| Required work |
Retype every line of the listing below with no changes.

| Collected data entries |
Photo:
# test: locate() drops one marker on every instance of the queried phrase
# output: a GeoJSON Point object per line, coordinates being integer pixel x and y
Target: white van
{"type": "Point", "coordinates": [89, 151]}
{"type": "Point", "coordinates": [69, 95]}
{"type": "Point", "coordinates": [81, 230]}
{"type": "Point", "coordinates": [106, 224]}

| The result |
Photo:
# test: locate() drops one marker on every instance of the queried phrase
# output: a GeoJSON Point object per line, coordinates being integer pixel x and y
Target: white van
{"type": "Point", "coordinates": [89, 151]}
{"type": "Point", "coordinates": [69, 95]}
{"type": "Point", "coordinates": [81, 230]}
{"type": "Point", "coordinates": [106, 224]}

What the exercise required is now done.